- [Liste des tâches]:
(1) Réécrivez l'extrait du texte sur la crise au Nicaragua qui commence aux mots « A l’heure d’aujourd’hui, on » et s'achève après « rencontrent un échec. », en mettant « Panama » à la place de « Costa Rica ».
(2) Prolongez le texte sur la crise au Nicaragua à partir de sa dernière phrase.

- [Texte à lire]:
= = = = = = =
Ce premier mort a embrasé le pays.
Depuis ce jour, le peuple (paysans, indigènes, étudiants, commerçants, le patronat, les mouvements féministes … tout le monde sauf les services pubics par contrainte) manifeste et le gouvernement applique la répression. Car même si le projet de réforme à été abandonné, la population dénonce la tournure autoritaire du régime Ortega-Murillo et demande la justice, la démocratie, la libération des prisonniers politiques et la démission du président.
La répression se fait de manière sanglante. Les forces paramilitaires sont armées. Leur mission est d’écraser l’opposition et quiconque qui critique le régime sous le poids des armes et des représailles.
En effet, de nombreux manifestants ont perdu leurs emplois suite à leurs participations aux mouvements sociaux. Des médecins, des infirmiers et des brancardiers qui ont seulement voulu secourir des manifestants blessés ont été licenciés.
Entre le 18 avril et le 30 juin, on dénombre selon les sources entre 85 000 emplois perdus et 225 000. Bref, il y a une forte augmentation du chômage. Presque 300 entreprises ont interrompu leurs activités et environ 800 restaurants ont fermé leurs portes ainsi que 80% des petits hôtels.
Les manifestations ne se déroulent pas seulement sur Managua, la capitale mais aussi à Masaya (dite le bastion des insurgés), Granada, Léon, Jinotepe, Diriamba, Jinotega… l’Ambassade de France au Nicaragua est claire sur le sujet. Mieux vaut éviter de se rendre au Nicaragua actuellement sauf pour des raisons impératives. Plusieurs îlots de sécurité ont été mis en place par l’Ambassade dans la capitale (il y a 4 points de rassemblement) ainsi qu’à Léon, Granada et Bluefields.
A l’heure d’aujourd’hui, on compte plus de 300 mort, 2 000 blessés et 23 000 demandes d’asile au Costa Rica.
Est-ce qu’un dialogue entre le peuple et le gouvernement est encore possible ?
Ça a l’air plutôt compromis. L’Eglise catholique a, à plusieurs reprises, tenté de jouer les médiateurs mais en vain. Même les institutions internationales rencontrent un échec.
Ortega ne veut pas entendre que la seule solution pour apaiser les tensions dans le pays soit d’organiser des élections anticipées. En 2016, il fait modifier la Constitution pour pouvoir briguer un nouveau mandat. Donc, on peut supposer qu’envisager l’idée de démissionner ne lui vienne pas à l’esprit. Du coup, le gouvernement est fermé à tout type dialogue et ne fait que durcir la répression contre ses détracteurs.
En effet, en ayant fait adopté la loi « antiterroriste », le 16 juillet dernier, toute personne manifestant contre le régime Ortega-Murillo est dite « terroriste ». D’où l’étudiante belgo-nicaraguayenne, Amaya, s’est faite emprisonnée car elle était à la tête d’un mouvement étudiant dénonçant les répressions du régime.
Après l’assassinat de l’adolescent Matt Romero dimanche dernier lors de manifestations, la population affirme qu’elle continuera son combat en réclamant la justice dans son pays et un retour de la démocratie.
= = = = = = =
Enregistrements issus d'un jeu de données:
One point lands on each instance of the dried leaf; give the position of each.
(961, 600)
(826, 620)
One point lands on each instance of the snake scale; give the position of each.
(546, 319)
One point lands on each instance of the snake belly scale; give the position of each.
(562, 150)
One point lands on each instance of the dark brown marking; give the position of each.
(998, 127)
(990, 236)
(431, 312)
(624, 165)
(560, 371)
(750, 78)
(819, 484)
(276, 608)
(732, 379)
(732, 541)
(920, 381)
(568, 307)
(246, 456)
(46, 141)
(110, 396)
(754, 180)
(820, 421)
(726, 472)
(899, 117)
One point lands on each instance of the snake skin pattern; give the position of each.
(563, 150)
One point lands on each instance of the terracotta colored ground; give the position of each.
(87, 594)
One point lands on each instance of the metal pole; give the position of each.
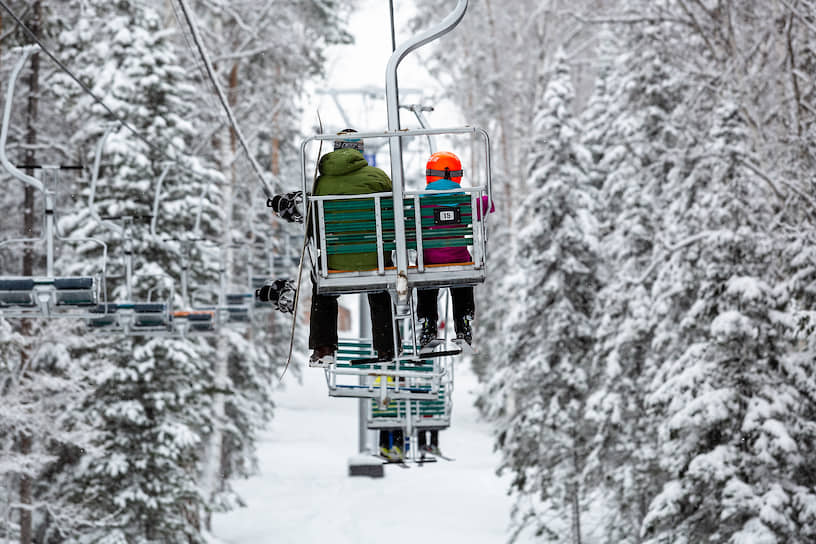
(395, 143)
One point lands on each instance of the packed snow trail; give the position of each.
(304, 494)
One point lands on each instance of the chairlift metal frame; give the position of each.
(46, 296)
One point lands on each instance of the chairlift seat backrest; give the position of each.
(350, 225)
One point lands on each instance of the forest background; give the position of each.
(651, 362)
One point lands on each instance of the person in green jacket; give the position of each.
(345, 171)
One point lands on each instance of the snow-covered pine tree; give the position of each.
(40, 383)
(263, 57)
(737, 437)
(545, 378)
(630, 132)
(151, 404)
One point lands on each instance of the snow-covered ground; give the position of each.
(305, 495)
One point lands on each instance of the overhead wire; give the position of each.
(224, 103)
(122, 120)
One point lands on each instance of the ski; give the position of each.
(302, 256)
(426, 458)
(375, 360)
(399, 463)
(438, 455)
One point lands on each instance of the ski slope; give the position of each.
(304, 494)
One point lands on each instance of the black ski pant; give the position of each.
(392, 438)
(323, 321)
(461, 297)
(423, 438)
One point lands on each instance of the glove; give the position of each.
(286, 206)
(281, 293)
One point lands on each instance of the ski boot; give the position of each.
(322, 356)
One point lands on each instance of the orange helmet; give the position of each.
(443, 165)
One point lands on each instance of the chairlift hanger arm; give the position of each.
(15, 73)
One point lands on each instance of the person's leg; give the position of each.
(399, 440)
(464, 308)
(323, 321)
(382, 322)
(426, 305)
(427, 315)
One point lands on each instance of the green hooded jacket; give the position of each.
(346, 172)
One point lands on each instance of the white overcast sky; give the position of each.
(363, 65)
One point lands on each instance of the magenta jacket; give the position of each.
(443, 255)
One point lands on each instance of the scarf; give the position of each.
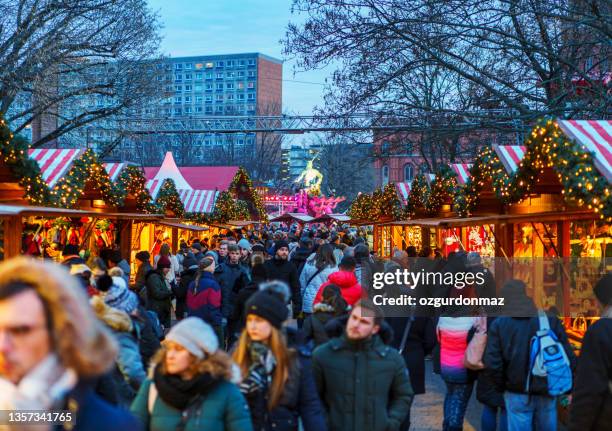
(179, 393)
(43, 388)
(262, 366)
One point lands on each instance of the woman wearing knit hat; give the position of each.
(191, 384)
(277, 381)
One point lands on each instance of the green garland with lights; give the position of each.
(168, 199)
(86, 169)
(14, 153)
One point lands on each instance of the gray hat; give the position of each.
(195, 335)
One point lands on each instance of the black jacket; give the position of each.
(592, 400)
(231, 278)
(506, 356)
(284, 270)
(298, 258)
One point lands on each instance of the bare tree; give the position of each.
(80, 61)
(494, 60)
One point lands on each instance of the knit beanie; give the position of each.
(603, 289)
(120, 297)
(280, 244)
(163, 262)
(269, 306)
(245, 244)
(195, 335)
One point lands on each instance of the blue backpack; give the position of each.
(548, 359)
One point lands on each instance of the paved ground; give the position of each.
(426, 412)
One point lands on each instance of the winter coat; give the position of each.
(283, 270)
(453, 338)
(158, 294)
(204, 300)
(223, 408)
(364, 385)
(592, 400)
(298, 258)
(310, 280)
(148, 342)
(87, 408)
(240, 304)
(314, 325)
(350, 289)
(298, 401)
(507, 353)
(420, 342)
(486, 392)
(231, 278)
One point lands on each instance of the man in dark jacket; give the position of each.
(507, 361)
(158, 291)
(231, 276)
(279, 268)
(362, 382)
(592, 400)
(301, 254)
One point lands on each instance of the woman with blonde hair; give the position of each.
(53, 347)
(277, 381)
(191, 384)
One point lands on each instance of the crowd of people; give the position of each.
(276, 330)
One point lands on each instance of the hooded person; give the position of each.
(277, 380)
(64, 351)
(191, 384)
(591, 407)
(279, 268)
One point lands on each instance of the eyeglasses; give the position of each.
(20, 332)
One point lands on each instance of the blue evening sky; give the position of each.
(202, 27)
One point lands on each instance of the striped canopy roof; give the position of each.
(403, 190)
(54, 163)
(198, 201)
(114, 170)
(462, 170)
(510, 156)
(596, 136)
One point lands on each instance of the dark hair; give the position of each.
(325, 256)
(373, 310)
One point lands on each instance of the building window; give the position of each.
(408, 172)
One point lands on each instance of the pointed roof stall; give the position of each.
(463, 172)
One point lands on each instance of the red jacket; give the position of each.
(350, 289)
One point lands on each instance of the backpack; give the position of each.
(547, 358)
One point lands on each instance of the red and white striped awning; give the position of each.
(403, 190)
(596, 136)
(198, 201)
(154, 186)
(54, 163)
(462, 170)
(510, 156)
(114, 170)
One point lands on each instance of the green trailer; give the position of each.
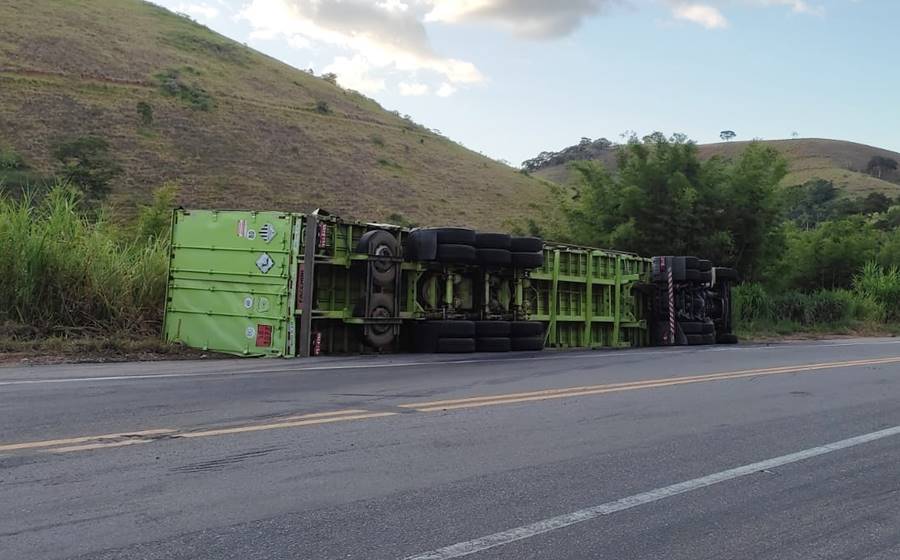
(285, 284)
= = = = = = =
- [Ensemble des réponses]:
(1)
A l’heure d’aujourd’hui, on compte plus de 300 mort, 2 000 blessés et 23 000 demandes d’asile au Panama.
Est-ce qu’un dialogue entre le peuple et le gouvernement est encore possible ?
Ça a l’air plutôt compromis. L’Eglise catholique a, à plusieurs reprises, tenté de jouer les médiateurs mais en vain. Même les institutions internationales rencontrent un échec.

(2)
Voilà !
J’ai essayé de vous décrire la situation au Nicaragua du mieux que je peux. En sachant que j’ai cherché tous les points de vue pour les confronter et en ressortir des faits.
Quoiqu’il en soit, si vous avez pour projet de partir au Nicaragua, tenez-vous informé, soyez prudent et par sécurité, pensez à vous inscrire sur Ariane, il s’agit d’un service du Ministère des Affaires Etrangères. En vous y inscrivant, vous serez informé de la situation directement par SMS ou par mail et contacté en cas d’aggravation de la crise pour vous mettre en sécurité.
Je suis désolée, l’article est bien plus long que d’habitude mais je ne pouvais pas me permettre de parler d’un sujet si grave sans me documenter au maximum et remonter loin dans le temps.
J’espère tout de même que cet article vous plaira.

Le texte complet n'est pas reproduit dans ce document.